> **Excerpt to read**

◆ ◆ ◆

The Quantum-Powered Warrior Bands of the Future
Harnessing the Casimir Force for a New Middle Ages
Scientists love to claim that they know everything there is to know about the world, minus one little blurry spot that will be cleared up within the next decade if you just give them more funding.
Lord Kelvin, whose name gives us the Kelvin temperature scale, is said to have expressed this through his possibly apocryphal quote way back in the 1890s: “There is nothing new to be discovered in physics now. All that remains is more and more precise measurement.”
He was wrong, of course. Einstein’s famed papers that launched the twin fields of relativity and quantum mechanics arrived within two decades of Kelvin’s belief that science was over.
And yet the same sentiment is thought today, but is likely to prove just as wrong.
Dr. Harold White and the Casimir Space Company
Enter Dr. Harold White, a former NASA engineer and the founder of the company Casimir Space, a company with ultimate dreams and completed baby steps towards a literal “warp drive” for faster-than-light travel between the stars:
No. The warp drive itself won’t be ready for use anytime soon. But in the meantime, Dr. White’s company is well on its way toward producing something more prosaic, but arguably just about as societally impactful: extracting free energy from space itself.
It’s not a solar panel. It’s not burning or consuming any matter and turning it into energy. It just produces energy from empty space, which is, according to current theories, not really empty:
All physicists, and even many of us, probably know this.
Many scientists, and I, since I took an interest in all this a decade or so ago, know the next part, that because space isn’t really empty, something interesting called the Casimir force produces a measurable effect on the interaction of objects at extremely close proximity. Let’s look at Casimir Space’s own “explanation” of how it all works, taken from their website.
But does anyone really, really know what it means for there to be a “quantum field” pervading every spot in space? Or what a “virtual photon” really is, or why it comes into existence? Or why the imbalance in “virtual photon pressure” can be used to create a voltage potential and electrical current?
Dr. White and his team’s device doesn’t rest on knowing exact answers, let alone comprehensible ones to these questions. Maybe we’ll never know how it works.
Science, without admitting it, has wandered awfully close to metaphysics these days, while simultaneously making it awfully clear that we are also nowhere near the end of science itself.
But Casimir Space Technologies, however, has found a way to turn empty nothingness that isn’t really empty or nothing into useful electrical energy, batteries that never need to be recharged, without really knowing the ultimate how.

◆ ◆ ◆

Point localization records:
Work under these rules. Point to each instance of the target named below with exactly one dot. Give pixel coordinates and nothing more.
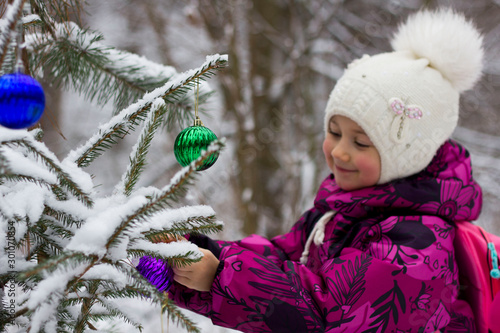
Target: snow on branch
(119, 125)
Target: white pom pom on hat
(452, 45)
(407, 100)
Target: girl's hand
(199, 275)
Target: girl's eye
(335, 134)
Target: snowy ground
(149, 315)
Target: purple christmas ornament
(22, 101)
(157, 271)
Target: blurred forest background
(284, 59)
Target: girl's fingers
(182, 280)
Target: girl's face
(350, 154)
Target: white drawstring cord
(317, 234)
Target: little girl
(375, 253)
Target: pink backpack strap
(477, 260)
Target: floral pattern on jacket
(386, 264)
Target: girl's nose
(340, 152)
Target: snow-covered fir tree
(66, 253)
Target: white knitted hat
(407, 100)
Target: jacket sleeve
(281, 248)
(380, 288)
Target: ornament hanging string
(197, 120)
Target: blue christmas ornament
(22, 101)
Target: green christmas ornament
(191, 141)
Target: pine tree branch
(198, 224)
(161, 200)
(138, 155)
(64, 178)
(119, 125)
(75, 57)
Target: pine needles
(67, 250)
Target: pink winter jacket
(386, 264)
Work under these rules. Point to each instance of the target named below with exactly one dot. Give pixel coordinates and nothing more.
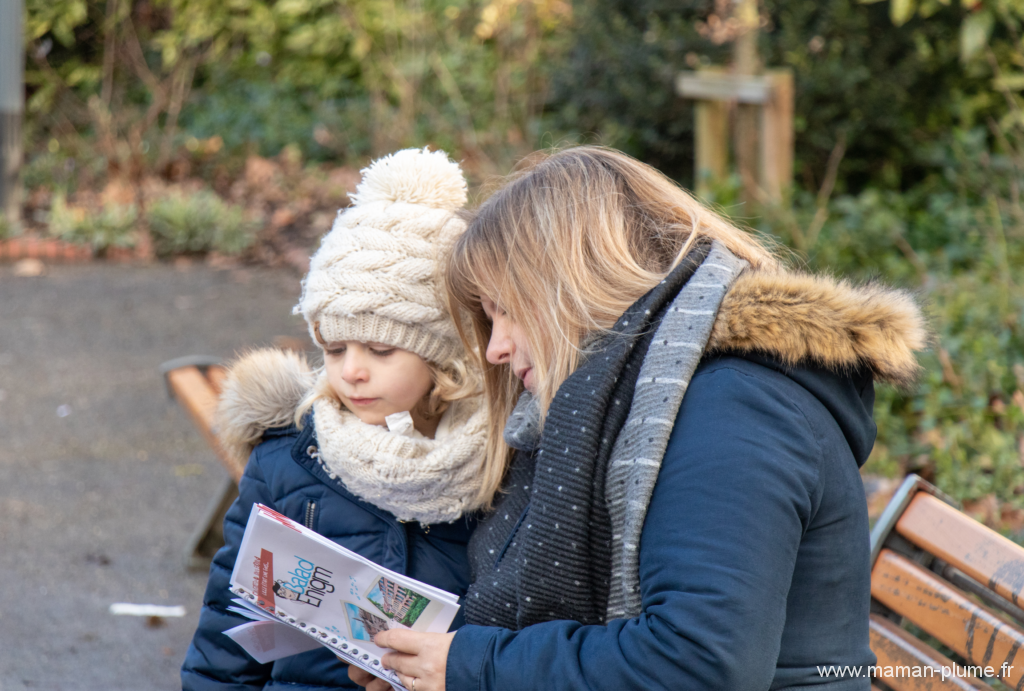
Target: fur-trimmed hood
(793, 316)
(802, 317)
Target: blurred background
(169, 166)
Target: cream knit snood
(415, 478)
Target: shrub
(113, 225)
(199, 222)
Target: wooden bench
(957, 582)
(195, 383)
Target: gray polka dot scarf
(600, 452)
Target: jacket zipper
(310, 513)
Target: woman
(683, 507)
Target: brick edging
(58, 251)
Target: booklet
(303, 591)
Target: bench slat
(944, 612)
(198, 396)
(216, 375)
(958, 540)
(897, 649)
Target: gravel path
(102, 479)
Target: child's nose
(354, 369)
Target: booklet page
(297, 577)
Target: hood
(830, 328)
(799, 318)
(842, 337)
(261, 391)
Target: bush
(889, 90)
(113, 225)
(956, 240)
(199, 222)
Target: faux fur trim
(794, 316)
(262, 390)
(797, 316)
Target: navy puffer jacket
(754, 556)
(284, 474)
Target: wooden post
(11, 106)
(747, 63)
(770, 96)
(711, 139)
(776, 135)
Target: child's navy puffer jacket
(284, 474)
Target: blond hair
(565, 247)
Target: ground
(102, 478)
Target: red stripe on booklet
(265, 592)
(281, 518)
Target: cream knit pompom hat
(373, 278)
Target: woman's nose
(500, 347)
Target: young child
(382, 450)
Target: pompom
(414, 176)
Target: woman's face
(508, 344)
(374, 380)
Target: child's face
(375, 380)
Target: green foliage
(956, 241)
(112, 225)
(340, 79)
(199, 222)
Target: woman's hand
(367, 680)
(422, 657)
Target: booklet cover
(295, 582)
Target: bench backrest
(196, 385)
(957, 581)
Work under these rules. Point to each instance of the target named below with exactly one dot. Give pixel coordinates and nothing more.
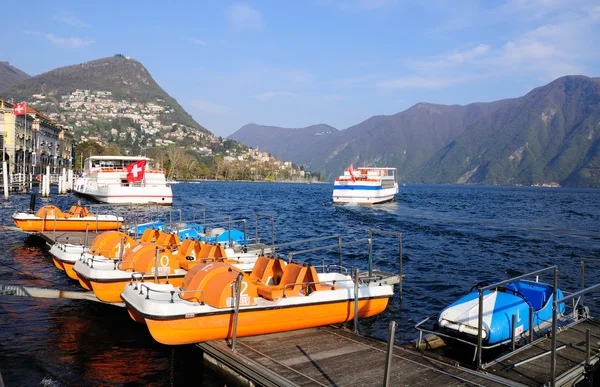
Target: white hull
(131, 195)
(105, 180)
(67, 252)
(365, 186)
(360, 196)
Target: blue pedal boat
(517, 298)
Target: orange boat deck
(332, 356)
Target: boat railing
(65, 238)
(531, 337)
(266, 216)
(340, 245)
(482, 289)
(333, 268)
(555, 306)
(582, 263)
(304, 241)
(171, 293)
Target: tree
(176, 157)
(86, 149)
(112, 150)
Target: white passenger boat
(123, 180)
(365, 185)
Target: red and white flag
(19, 109)
(135, 171)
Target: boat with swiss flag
(366, 185)
(123, 180)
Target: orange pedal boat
(49, 218)
(164, 262)
(108, 244)
(275, 297)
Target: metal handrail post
(531, 324)
(256, 226)
(229, 230)
(480, 329)
(356, 301)
(513, 326)
(156, 265)
(554, 329)
(340, 252)
(245, 238)
(273, 231)
(122, 248)
(238, 288)
(390, 352)
(588, 346)
(555, 304)
(400, 262)
(370, 247)
(582, 280)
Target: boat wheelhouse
(108, 180)
(365, 185)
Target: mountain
(549, 135)
(125, 78)
(406, 140)
(302, 145)
(10, 75)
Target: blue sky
(296, 63)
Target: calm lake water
(453, 237)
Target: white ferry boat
(365, 185)
(123, 180)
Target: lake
(453, 237)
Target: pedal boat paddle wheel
(275, 297)
(49, 218)
(164, 261)
(519, 298)
(109, 245)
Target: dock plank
(332, 356)
(75, 237)
(537, 372)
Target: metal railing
(555, 305)
(256, 216)
(500, 284)
(399, 236)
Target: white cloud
(242, 17)
(207, 107)
(359, 5)
(198, 42)
(273, 94)
(71, 20)
(62, 42)
(421, 82)
(332, 97)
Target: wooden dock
(332, 356)
(523, 367)
(76, 237)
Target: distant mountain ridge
(549, 135)
(124, 77)
(10, 75)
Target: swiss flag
(135, 171)
(19, 109)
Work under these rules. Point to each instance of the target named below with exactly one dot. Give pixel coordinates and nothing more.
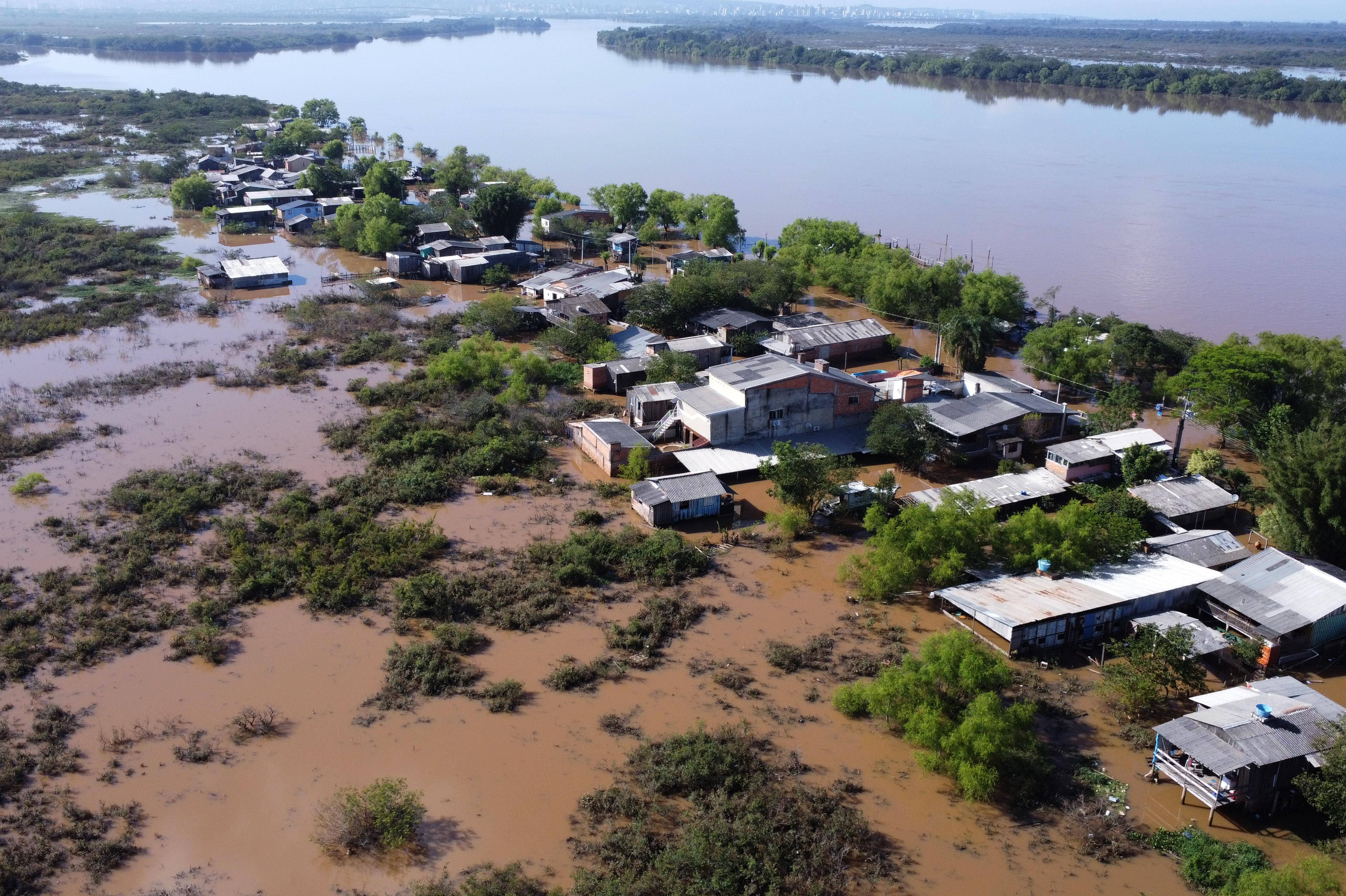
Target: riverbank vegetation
(947, 702)
(244, 40)
(711, 812)
(753, 46)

◆ ◆ ◆

> **Work request A**
In the Casimir force article, change the part that opens with the words containing "The Quantum-Powered Warrior" and closes with "science was over.", putting "Thomson" wherever "Kelvin" appears.
> **Work request B**
Write the next portion of the Casimir force article, picking up right after its final sentence.

> **Answer area A**
The Quantum-Powered Warrior Bands of the Future
Harnessing the Casimir Force for a New Middle Ages
Scientists love to claim that they know everything there is to know about the world, minus one little blurry spot that will be cleared up within the next decade if you just give them more funding.
Lord Thomson, whose name gives us the Thomson temperature scale, is said to have expressed this through his possibly apocryphal quote way back in the 1890s: “There is nothing new to be discovered in physics now. All that remains is more and more precise measurement.”
He was wrong, of course. Einstein’s famed papers that launched the twin fields of relativity and quantum mechanics arrived within two decades of Thomson’s belief that science was over.

> **Answer area B**
There are technical challenges, of course. White’s company is currently only able to produce structures powerful enough to power a pacemaker or a watch, but theoretically could expand the concept far enough to power cell phones, computers, and, stretching a bit, electric cars and individual homes.
Maybe the materials, or chip fabrication, the process to make these Casimir structures, being much like that for computer chips, will be a bottleneck, preventing this technology from really going mainstream.
But let’s play a little with the fun possibilities, shall we?
Casimir Space’s technology is interesting from just the physics direction alone, with the fact that we can, somehow, just do this, shocking everyone I’ve told about this experimental technology.
The mere fact that our background expectations about the universe, the requirements for powering things, our baseline extrapolations of what the laws of thermodynamics and energy conservation mean, etc., that all of these, perhaps, could be wrong, is shocking enough on its own. Speculation on how this technology works alone could fill many books.
But what interests me more, however, is the anthropological and societal impacts, however, of “batteries that never need to be recharged,” assuming they can ultimately be scaled up and reach a reasonable price point as well as the ability to power a home.
The Anthropology of the Casimir Powerbank
Think about a passive box the size of a car or van that sits outside your house and provides you with constant, maintenance, and input-free electrical power. Combine it with a connection to the Starlink satellite network, plug in a dehumidifier or desalination machine or two, or an electric pump powering a well, and you could live a modern industrial lifestyle without ever needing to be “plugged in.”
Extend this a little further, and many of the constraints and pressures that force us to live in society, in cities, and in dependence on a strong centralizing government go away, while the incentives and abilities for people to hold out against such pressure rise higher and higher.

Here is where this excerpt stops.